• **Goal of the exercise**:
Your task is to reproduce exactly the lines from the line with "Reviewer note: every instance of the tall" through the end of the records below.

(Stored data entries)
□ □ □

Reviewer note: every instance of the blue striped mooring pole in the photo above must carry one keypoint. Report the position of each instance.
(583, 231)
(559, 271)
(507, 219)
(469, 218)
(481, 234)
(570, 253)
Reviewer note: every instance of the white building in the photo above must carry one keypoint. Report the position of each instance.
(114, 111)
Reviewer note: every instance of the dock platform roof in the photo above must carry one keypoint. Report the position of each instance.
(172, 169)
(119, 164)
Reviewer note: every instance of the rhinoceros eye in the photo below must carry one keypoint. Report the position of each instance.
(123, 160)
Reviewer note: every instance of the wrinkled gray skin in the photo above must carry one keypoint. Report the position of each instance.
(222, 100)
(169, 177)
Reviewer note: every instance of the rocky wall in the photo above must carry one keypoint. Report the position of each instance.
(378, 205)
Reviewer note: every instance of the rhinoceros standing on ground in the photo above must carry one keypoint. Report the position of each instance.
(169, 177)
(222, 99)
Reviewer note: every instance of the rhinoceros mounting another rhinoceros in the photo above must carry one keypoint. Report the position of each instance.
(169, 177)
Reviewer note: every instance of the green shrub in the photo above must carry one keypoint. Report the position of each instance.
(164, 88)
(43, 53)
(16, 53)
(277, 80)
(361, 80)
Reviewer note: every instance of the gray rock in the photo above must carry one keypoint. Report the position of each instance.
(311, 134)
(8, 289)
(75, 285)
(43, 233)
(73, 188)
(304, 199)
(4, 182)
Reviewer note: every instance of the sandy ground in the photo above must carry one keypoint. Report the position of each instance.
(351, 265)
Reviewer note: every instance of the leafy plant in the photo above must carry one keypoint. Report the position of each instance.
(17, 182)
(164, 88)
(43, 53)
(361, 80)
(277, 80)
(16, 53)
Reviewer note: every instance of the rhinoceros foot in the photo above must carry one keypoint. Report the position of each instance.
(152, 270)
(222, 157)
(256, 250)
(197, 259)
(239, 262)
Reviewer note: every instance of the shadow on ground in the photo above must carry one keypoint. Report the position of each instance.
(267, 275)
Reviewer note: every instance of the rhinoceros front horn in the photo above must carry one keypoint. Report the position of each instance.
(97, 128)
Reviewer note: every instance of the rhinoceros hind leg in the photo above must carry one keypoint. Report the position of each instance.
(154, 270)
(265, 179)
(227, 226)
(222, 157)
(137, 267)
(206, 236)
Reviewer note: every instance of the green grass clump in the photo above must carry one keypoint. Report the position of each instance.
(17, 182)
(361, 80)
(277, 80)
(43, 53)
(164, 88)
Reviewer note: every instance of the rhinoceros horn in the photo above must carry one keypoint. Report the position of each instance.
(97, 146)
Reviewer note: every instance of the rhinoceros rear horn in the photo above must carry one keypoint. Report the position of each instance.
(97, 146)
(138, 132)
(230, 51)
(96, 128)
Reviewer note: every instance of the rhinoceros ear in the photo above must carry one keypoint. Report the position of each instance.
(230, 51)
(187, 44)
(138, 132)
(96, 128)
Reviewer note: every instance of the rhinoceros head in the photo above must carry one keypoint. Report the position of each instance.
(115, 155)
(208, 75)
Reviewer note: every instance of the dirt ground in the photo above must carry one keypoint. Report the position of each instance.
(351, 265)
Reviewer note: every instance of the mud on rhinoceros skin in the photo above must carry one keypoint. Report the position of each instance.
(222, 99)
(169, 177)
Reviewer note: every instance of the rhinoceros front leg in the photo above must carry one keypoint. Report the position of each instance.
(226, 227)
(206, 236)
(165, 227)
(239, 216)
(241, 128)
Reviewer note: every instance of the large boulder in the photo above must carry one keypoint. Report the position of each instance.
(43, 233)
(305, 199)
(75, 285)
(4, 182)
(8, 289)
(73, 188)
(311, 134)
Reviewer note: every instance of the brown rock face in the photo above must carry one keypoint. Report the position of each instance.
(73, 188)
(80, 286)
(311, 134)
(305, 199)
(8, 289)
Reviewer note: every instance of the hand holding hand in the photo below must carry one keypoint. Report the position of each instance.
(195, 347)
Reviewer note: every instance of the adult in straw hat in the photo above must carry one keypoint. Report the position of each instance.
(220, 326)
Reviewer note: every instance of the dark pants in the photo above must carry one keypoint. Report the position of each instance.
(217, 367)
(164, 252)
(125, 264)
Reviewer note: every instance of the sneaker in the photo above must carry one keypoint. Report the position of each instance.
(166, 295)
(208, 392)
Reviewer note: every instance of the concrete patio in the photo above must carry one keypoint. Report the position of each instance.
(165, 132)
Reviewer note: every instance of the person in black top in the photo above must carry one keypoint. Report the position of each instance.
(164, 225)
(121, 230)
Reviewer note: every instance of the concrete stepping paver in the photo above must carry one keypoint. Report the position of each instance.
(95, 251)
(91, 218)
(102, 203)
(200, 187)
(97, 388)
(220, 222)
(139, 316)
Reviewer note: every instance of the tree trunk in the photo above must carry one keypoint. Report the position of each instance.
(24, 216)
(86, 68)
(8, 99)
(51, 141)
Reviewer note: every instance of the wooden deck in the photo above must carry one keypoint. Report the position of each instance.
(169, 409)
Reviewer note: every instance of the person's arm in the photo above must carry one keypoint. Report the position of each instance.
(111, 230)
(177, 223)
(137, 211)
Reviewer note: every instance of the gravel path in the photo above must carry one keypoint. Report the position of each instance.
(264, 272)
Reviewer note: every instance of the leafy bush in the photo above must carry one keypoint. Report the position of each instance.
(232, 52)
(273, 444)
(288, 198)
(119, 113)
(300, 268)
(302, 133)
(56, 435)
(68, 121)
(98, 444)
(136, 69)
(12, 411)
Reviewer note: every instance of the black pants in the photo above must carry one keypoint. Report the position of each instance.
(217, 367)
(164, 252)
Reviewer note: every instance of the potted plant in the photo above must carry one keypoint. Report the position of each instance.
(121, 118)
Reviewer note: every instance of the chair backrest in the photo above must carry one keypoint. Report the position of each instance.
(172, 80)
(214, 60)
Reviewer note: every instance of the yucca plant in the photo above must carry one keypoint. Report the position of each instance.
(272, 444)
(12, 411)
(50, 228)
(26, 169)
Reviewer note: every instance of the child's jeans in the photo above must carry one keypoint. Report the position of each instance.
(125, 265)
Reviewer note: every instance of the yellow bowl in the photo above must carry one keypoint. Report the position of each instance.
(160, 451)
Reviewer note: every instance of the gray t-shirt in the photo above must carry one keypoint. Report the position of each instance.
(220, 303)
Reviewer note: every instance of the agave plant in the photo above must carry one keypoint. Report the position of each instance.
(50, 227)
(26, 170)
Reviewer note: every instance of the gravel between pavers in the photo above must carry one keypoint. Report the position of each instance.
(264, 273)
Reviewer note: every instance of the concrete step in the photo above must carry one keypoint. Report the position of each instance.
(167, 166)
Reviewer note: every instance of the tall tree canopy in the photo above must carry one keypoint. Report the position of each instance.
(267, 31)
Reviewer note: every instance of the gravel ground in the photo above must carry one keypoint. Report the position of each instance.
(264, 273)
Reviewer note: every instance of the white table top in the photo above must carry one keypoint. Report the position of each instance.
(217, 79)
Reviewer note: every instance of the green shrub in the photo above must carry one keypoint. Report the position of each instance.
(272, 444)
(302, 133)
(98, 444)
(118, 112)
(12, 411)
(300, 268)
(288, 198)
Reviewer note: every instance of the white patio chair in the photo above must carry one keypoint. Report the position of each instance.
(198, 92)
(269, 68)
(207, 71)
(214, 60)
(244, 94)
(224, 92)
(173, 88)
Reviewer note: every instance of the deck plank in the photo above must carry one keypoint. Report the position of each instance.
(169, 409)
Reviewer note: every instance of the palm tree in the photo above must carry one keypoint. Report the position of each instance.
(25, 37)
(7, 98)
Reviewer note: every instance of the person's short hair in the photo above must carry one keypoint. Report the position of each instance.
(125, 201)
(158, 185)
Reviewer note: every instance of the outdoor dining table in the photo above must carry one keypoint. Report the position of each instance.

□ □ □

• **Response to this task**:
Reviewer note: every instance of the tall tree canopy in the photo above must carry one keypoint. Report the position of each instance.
(267, 31)
Reviewer note: every instance of the gravel ground in the photo above must carry one keypoint. Report the position of each instance.
(264, 273)
Reviewer note: every instance of the white table top in the photo above must carry one keypoint. Report the position of each instance.
(217, 79)
Reviewer note: every instance of the green shrub in the photo above must carry one keypoint. Report the position of each instance.
(272, 444)
(302, 133)
(98, 444)
(118, 112)
(12, 411)
(300, 268)
(288, 198)
Reviewer note: every instance of the white patio chair in the photo above must carry one keypoint. Report the position of each instance.
(198, 92)
(269, 68)
(207, 71)
(214, 60)
(244, 94)
(224, 92)
(173, 88)
Reviewer note: every instance of the deck plank in the photo above must carry one keypoint. Report the position of each instance.
(169, 409)
Reviewer note: every instance of the palm tree in the photo above must carry one keypoint. Report the position of each instance.
(25, 37)
(7, 98)
Reviewer note: every instance of the person's short hair in the photo above must carry one keypoint. Report the position of each instance.
(125, 201)
(158, 185)
Reviewer note: every instance of the outdoor dining table in the photo above must carry one keypoint. Report the position of each instance.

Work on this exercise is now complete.